**Document passage**

Is it Thursday? It is Thursday isn't it? I haven't been writing because both Zo and her Mom are sick and I've been preoccupied with making sure that my girls were okay. I'm tired, and I think that maybe I'm catching a little something too, maybe not, but I'm feeling suspicious about it. This one might sneak up on me while I'm busy stealing away all of my daughters affections for her incapacitated mother...

Oh, I'm stealthy like that.

On a completely unrelated note...what the #$%& is going on with this kid's hair?

Tuesday, January 11, 2011

Do the right thing...

Do the right thing

This isn't a post aggrandizing the cinematic accomplishments of Spike Lee, or even to throw gushing praise down on Bill Nunn's portrayal of Radio Raheem in that classic 1989 film, but to share something with you that equates to an itch I refused to scratch for a long, long time. Don't misunderstand, I could go on and on about Ozzie Davis, and Danny Aiello, and John Turturro but this story has less to do with how I feel about others as it does how I feel about myself.

Today, after almost seven years, I apologized to someone I had owed one to for a long, long time. I once walked away from what was something of a dream job with an over-the-top expletive (or series of expletives)aimed in the unfortunate direction of a few surprised and unsuspecting people who had earned those words in my rapidly blurring eyes. It was largely that fact that they were so incredibly unsuspecting that erally fueled the expletives. I cleaned out my desk and left the bulding before security asked me to leave. I'd never done that before, and I've never done that since, but that one solitary moment bothered me for a long time. So today I emailed one of the people who bore witness to my passionate dismantling, and I apologized for ever having treated anyone that way. I didn't back away from my reasons, nor did I venture to solicit an acceptance of this apology, but I offered one because I don't want to be that kind of guy, not even after all these years. I want to be bigger than the memory of my immature actions.

I'd thought about it for years...the event was so uncharacteristic of the kind of person that I am, and yet I did't regret my seemingly ancient motivation, the thing that stirred me so much that I was willing to walk away from something that I loved. What moved me to pen an apology and ship it off to a distant professional acquaintence, years and years after the fact, was knowing that I didn't want to leave such an embarrassing blemish on a completely blank canvas of personal and professional memories. I sit in this office and talk to kids every day about things like choices, and character and integrity, and here I wasn't even practicing it myself, at least not to the fullest extent. That's not the guy I want my daughter to know. So I awkwardly typed and sent a message that tucked pride and hesitation away in my backpocket so that humility could be laid bare on the table. I wanted to do the right thing, even if it was much too late.

**Record extracts**
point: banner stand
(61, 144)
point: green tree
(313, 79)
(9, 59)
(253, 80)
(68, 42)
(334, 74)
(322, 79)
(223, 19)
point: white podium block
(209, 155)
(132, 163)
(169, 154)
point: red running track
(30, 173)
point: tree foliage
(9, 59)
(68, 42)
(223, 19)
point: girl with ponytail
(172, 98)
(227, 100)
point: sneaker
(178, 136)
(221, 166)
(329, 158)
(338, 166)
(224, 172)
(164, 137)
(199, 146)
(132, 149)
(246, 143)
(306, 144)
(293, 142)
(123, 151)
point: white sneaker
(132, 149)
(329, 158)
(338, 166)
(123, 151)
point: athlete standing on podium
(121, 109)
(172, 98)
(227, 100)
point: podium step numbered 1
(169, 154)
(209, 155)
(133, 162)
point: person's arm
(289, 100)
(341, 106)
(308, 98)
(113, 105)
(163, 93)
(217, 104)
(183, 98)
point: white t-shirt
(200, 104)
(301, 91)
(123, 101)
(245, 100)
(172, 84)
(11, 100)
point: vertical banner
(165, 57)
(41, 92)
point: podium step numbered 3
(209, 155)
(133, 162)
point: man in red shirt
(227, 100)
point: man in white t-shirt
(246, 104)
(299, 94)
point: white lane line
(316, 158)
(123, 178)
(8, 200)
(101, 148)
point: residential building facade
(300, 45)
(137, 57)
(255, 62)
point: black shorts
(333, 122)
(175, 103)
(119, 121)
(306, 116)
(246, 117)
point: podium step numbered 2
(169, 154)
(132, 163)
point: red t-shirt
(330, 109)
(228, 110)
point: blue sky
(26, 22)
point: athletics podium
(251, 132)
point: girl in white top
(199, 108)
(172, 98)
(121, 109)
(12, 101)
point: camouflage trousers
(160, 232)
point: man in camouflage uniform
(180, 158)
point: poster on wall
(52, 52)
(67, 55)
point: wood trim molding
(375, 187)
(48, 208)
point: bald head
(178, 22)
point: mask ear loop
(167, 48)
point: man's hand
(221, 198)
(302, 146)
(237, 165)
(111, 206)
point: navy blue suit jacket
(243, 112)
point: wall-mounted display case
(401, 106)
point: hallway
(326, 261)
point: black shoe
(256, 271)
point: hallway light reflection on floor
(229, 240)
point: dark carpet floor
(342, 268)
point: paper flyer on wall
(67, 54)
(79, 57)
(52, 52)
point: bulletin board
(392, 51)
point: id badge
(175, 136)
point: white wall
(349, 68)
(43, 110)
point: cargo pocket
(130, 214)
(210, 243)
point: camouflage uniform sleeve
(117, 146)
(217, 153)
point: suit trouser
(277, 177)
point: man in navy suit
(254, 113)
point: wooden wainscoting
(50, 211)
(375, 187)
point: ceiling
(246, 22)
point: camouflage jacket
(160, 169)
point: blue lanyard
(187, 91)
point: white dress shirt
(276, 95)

**Instructions**
1 – According to the blog post, how long had the writer waited before apologizing?
2 – Using the reasons given in the blog post, explain why the writer sent the apology so many years later.
3 – Reproduce the passage of the blog post that begins with "Is it Thursday?" and stops after "the right thing...".
The records have no connection to the text.

**Task answers**
1 – Almost seven years.

2 – The writer did not want to be "that kind of guy" and wanted to be bigger than the memory of his immature actions, without leaving an embarrassing blemish on an otherwise clean record. He also talks to kids every day about choices, character and integrity, and he felt he was not fully practicing that himself, which is not the person he wants his daughter to know.

3 –
Is it Thursday? It is Thursday isn't it? I haven't been writing because both Zo and her Mom are sick and I've been preoccupied with making sure that my girls were okay. I'm tired, and I think that maybe I'm catching a little something too, maybe not, but I'm feeling suspicious about it. This one might sneak up on me while I'm busy stealing away all of my daughters affections for her incapacitated mother...

Oh, I'm stealthy like that.

On a completely unrelated note...what the #$%& is going on with this kid's hair?

Tuesday, January 11, 2011

Do the right thing...